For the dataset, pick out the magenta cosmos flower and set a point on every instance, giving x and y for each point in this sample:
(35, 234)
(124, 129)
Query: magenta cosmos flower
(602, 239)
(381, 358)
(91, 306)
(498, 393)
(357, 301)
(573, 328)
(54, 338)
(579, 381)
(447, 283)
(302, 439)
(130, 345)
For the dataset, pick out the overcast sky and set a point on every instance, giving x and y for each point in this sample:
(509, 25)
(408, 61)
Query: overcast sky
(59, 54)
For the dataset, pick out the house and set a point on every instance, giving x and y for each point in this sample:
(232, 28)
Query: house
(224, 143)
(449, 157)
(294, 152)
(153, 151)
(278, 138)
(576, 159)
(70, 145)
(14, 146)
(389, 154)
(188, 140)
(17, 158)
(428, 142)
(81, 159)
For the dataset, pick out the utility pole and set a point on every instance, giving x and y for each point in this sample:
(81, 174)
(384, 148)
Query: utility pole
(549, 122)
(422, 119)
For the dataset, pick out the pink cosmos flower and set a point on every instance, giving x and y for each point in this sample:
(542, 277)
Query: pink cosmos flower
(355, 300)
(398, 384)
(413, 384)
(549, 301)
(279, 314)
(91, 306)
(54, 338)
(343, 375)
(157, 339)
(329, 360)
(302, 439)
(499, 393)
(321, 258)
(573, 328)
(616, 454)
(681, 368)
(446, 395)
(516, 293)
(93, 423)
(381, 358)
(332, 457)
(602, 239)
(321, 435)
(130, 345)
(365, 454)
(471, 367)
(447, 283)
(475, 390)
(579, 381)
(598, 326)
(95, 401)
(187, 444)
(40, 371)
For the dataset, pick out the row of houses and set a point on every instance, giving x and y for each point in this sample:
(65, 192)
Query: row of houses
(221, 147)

AIM: Write out the material from the first line to the last, exactly.

WORKED ANSWER:
For the dataset, pick out the magenta cosmos flower and set a point on every instance, giving x and y for each point in this sample:
(35, 234)
(124, 129)
Query: magenta cosmos flower
(602, 239)
(381, 358)
(91, 306)
(498, 393)
(357, 301)
(573, 328)
(54, 338)
(579, 381)
(447, 283)
(302, 439)
(130, 345)
For the dataset, pick out the overcast sky and set a point on every instance, giving x and y for each point in this sample:
(509, 25)
(408, 61)
Query: overcast sky
(59, 54)
For the dataset, pick out the house and set a point on every instance, giving x and y for each point in this sample:
(232, 28)
Query: house
(224, 143)
(449, 157)
(294, 152)
(153, 151)
(278, 138)
(576, 159)
(70, 145)
(14, 146)
(389, 154)
(188, 140)
(17, 158)
(428, 142)
(81, 159)
For the dataset, pick out the utility pole and set a point on every instance, giving x and y for each point in this sample:
(81, 174)
(384, 148)
Query: utility pole
(549, 122)
(422, 119)
For the dataset, pick out the pink cosmos flower and set a point on every instance, giving x and y for each point in this sample:
(542, 277)
Query: pink cosmos flower
(355, 300)
(398, 384)
(413, 384)
(549, 301)
(279, 314)
(91, 306)
(54, 338)
(343, 375)
(157, 339)
(329, 360)
(302, 439)
(499, 393)
(321, 258)
(573, 328)
(616, 454)
(681, 368)
(446, 395)
(516, 293)
(93, 423)
(381, 358)
(332, 457)
(602, 239)
(321, 435)
(130, 345)
(365, 454)
(471, 367)
(447, 283)
(475, 390)
(579, 381)
(598, 326)
(95, 401)
(187, 444)
(40, 371)
For the dataset, pick out the row of houses and set a point on every instance, giving x and y for each point in this sample:
(65, 192)
Query: row of houses
(221, 147)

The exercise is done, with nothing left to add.